--- EXERCISE PROMPT ---
Format every line of the records below as a JSON list of strings, with one string per line and blank lines omitted.

(Point-labeling records)
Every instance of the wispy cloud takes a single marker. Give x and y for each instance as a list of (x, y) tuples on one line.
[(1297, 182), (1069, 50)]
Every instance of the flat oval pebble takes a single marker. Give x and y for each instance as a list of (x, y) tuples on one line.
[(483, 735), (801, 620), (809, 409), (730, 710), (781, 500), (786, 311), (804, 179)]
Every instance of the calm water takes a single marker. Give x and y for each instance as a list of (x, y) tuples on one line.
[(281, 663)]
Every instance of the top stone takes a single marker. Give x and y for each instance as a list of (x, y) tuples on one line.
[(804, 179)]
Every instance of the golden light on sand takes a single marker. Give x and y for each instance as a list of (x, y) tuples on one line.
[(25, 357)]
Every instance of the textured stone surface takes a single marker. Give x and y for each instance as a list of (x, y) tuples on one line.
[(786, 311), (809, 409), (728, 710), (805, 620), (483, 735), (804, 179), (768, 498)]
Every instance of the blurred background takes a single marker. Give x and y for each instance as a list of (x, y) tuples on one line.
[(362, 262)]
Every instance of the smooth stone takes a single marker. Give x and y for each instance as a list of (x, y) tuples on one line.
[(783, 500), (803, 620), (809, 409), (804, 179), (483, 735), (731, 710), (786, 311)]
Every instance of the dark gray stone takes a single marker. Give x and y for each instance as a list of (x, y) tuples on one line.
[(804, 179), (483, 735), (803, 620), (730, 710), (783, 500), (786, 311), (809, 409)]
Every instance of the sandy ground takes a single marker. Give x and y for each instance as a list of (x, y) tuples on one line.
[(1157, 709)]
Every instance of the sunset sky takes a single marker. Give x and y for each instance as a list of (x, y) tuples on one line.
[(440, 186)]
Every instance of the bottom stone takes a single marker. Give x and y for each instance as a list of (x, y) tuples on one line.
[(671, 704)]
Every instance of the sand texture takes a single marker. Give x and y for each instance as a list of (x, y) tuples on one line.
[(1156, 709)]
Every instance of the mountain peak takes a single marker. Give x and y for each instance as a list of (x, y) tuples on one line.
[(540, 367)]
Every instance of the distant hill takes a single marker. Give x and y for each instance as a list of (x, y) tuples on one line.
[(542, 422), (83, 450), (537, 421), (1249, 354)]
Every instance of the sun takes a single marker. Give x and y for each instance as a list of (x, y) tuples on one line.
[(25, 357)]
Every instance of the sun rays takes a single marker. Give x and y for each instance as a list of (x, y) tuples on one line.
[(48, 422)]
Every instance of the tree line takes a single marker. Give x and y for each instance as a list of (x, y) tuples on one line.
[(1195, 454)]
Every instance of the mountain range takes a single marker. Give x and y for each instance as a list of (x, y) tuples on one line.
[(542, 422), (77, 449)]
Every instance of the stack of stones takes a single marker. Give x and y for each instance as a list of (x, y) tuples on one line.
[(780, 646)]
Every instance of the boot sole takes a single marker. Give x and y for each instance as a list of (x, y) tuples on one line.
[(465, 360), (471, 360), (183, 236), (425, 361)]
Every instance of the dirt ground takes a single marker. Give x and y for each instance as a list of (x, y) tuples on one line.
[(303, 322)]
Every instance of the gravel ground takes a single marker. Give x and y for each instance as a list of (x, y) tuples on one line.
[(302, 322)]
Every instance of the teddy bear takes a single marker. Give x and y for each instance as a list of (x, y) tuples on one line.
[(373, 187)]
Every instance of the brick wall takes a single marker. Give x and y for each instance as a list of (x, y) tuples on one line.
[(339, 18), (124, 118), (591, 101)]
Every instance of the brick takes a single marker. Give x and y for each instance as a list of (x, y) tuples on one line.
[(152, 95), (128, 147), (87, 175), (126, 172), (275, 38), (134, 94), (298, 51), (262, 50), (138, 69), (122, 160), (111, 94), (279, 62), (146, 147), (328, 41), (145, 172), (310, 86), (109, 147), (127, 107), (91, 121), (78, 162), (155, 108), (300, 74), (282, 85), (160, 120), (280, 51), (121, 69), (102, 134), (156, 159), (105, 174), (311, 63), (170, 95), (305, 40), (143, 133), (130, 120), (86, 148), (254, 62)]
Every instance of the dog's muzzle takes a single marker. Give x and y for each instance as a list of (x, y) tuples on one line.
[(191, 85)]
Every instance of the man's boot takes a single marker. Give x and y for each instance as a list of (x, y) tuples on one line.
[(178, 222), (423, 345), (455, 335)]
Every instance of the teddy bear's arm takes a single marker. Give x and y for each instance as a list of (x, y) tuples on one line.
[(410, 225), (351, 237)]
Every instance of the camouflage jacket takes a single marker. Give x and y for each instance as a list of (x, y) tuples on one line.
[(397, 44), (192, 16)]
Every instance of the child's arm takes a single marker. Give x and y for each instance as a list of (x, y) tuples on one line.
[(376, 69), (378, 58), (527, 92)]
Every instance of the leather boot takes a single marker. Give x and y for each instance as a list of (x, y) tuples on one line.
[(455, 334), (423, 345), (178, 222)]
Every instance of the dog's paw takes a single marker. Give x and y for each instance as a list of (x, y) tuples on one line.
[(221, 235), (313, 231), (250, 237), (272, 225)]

--- RESPONSE TO THIS TASK ---
[
  "Every instance of the wispy cloud takes a single marker. Give x and y for each instance as a list of (x, y) tuples on one line.",
  "[(1297, 182), (1069, 50)]",
  "Every instance of the flat oval pebble takes a single marker. Give x and y for each instance as a list of (x, y) tuples on one line.",
  "[(483, 735), (801, 620), (809, 409), (730, 710), (781, 500), (786, 311), (804, 179)]",
  "Every instance of the calm water takes a single marker. Give x and y for each instance as a list of (x, y) tuples on one line.",
  "[(281, 663)]",
  "Every instance of the top stone takes a single marker. Give x and y for each instance as a list of (x, y) tuples on one line.",
  "[(804, 179)]",
  "Every instance of the golden light on sand takes a single marker. Give x and y for each instance as a list of (x, y) tuples on one line.",
  "[(25, 357)]",
  "Every instance of the textured stone surface takes a single marker. Give x and y for each instance as a list of (x, y) tuples on one line.",
  "[(786, 311), (809, 409), (728, 710), (805, 620), (483, 735), (804, 179), (768, 498)]",
  "Every instance of the blurred background takes a single marker. Give x and y for each instance as a list of (x, y) tuples on one line.",
  "[(362, 262)]",
  "Every instance of the smooth stone takes a single marker. Give x and y for each instance as a list of (x, y) tuples on one line.",
  "[(783, 500), (803, 620), (809, 409), (804, 179), (483, 735), (731, 710), (786, 311)]",
  "Every instance of the dark gray stone takes a single marker. Give x and y for each instance as a list of (x, y) tuples on one line.",
  "[(804, 179), (483, 735), (803, 620), (730, 710), (783, 500), (786, 311), (809, 409)]",
  "Every instance of the sandy ground takes a single marker. Give x and y for each instance as a list of (x, y) tuples on one line.",
  "[(1157, 709)]",
  "Every instance of the sunset sky takes a single marker. Give x and y for each instance as a list of (x, y) tuples on one line.",
  "[(440, 186)]",
  "Every instance of the bottom stone takes a single marker. Give x and y for each instance as a list of (x, y) tuples on one line.",
  "[(671, 704)]",
  "Every instance of the sand texture takes a single marker. Give x and y for each instance as a list of (x, y) tuples on one line.",
  "[(1156, 709)]",
  "Every instance of the mountain peak takes a single marker. Give x and y for each instance as a list of (x, y) tuples on one line.",
  "[(540, 367)]",
  "Every instance of the distant hill takes a single marker. Give x and y for each instance as a list of (x, y) tuples on one line.",
  "[(542, 422), (83, 450), (537, 421), (1249, 354)]",
  "Every instance of the sun takes a single marker. Give x and y for each instance as a list of (x, y) tuples on one line.",
  "[(25, 357)]",
  "Every instance of the sun rays takes a single marker. Give x and y for each instance as a list of (x, y) tuples on one line.",
  "[(48, 422)]",
  "Every instance of the tree line takes a single marker. Give x and y for each instance as a list of (x, y) tuples on one line.",
  "[(1195, 454)]",
  "Every instance of the mountain range takes a single marker. Give x and y for each instance as a list of (x, y) tuples on one line.",
  "[(542, 422), (77, 449)]",
  "Every instance of the stack of stones takes a single marker. Give x and y for each instance as a list of (x, y) tuples on one line.",
  "[(780, 646)]",
  "Every instance of the boot sole takes a single marker. Give x and y for each instance as a list of (x, y) tuples on one line.",
  "[(465, 360), (471, 360), (183, 236), (425, 361)]",
  "Every instance of the dirt ground takes a single marker. Give x and y for each instance as a list of (x, y) tuples on one line.",
  "[(303, 322)]",
  "Every instance of the gravel ground takes a single marker. Give x and y for each instance as a list of (x, y) tuples on one line.",
  "[(302, 322)]",
  "Every instance of the teddy bear takes a single marker. Give x and y for each instance as a list of (x, y) tuples on one line.",
  "[(373, 187)]",
  "Every instance of the brick wall takes a single marker. Give x and y for each instance as a list of (x, y) tuples on one line.",
  "[(339, 18), (124, 118), (591, 101)]",
  "Every instance of the brick takes a single marker. Give x and y for each instance as a list of (x, y) tuples on one line.",
  "[(152, 95), (128, 147), (87, 175), (126, 172), (275, 38), (134, 94), (298, 51), (262, 50), (138, 69), (122, 160), (111, 94), (279, 62), (146, 147), (328, 41), (145, 172), (310, 86), (109, 147), (127, 107), (91, 121), (78, 162), (155, 108), (300, 74), (282, 85), (160, 120), (280, 51), (121, 69), (102, 134), (156, 159), (105, 174), (311, 63), (170, 95), (305, 40), (143, 133), (130, 120), (86, 148), (254, 62)]",
  "Every instance of the dog's muzzle takes a single marker. Give x and y for each instance as a list of (x, y) tuples on one line.",
  "[(191, 85)]",
  "Every instance of the man's boot takes a single marker. Give x and y for each instance as a list of (x, y) tuples on one line.",
  "[(178, 222), (423, 345), (455, 335)]",
  "Every instance of the teddy bear's arm takes a single marker. Give x and y for each instance as a list of (x, y) tuples on one line.",
  "[(410, 225), (351, 237)]",
  "Every instance of the camouflage jacket takes a single marker. Give x and y for each instance as a list of (x, y) tuples on one line.",
  "[(397, 44), (192, 16)]",
  "Every instance of the child's arm takes a single marker. Give x and y for each instance as a list of (x, y) tuples on one line.",
  "[(376, 69), (378, 58), (527, 92)]",
  "Every instance of the leather boot takes a single marker. Give x and y for each instance as a list of (x, y) tuples on one line.",
  "[(455, 334), (423, 345), (178, 222)]",
  "Every instance of the dog's paw takes a single marker. Give x and y for each instance as a list of (x, y) tuples on one line.",
  "[(221, 235), (313, 231), (250, 237), (272, 225)]"
]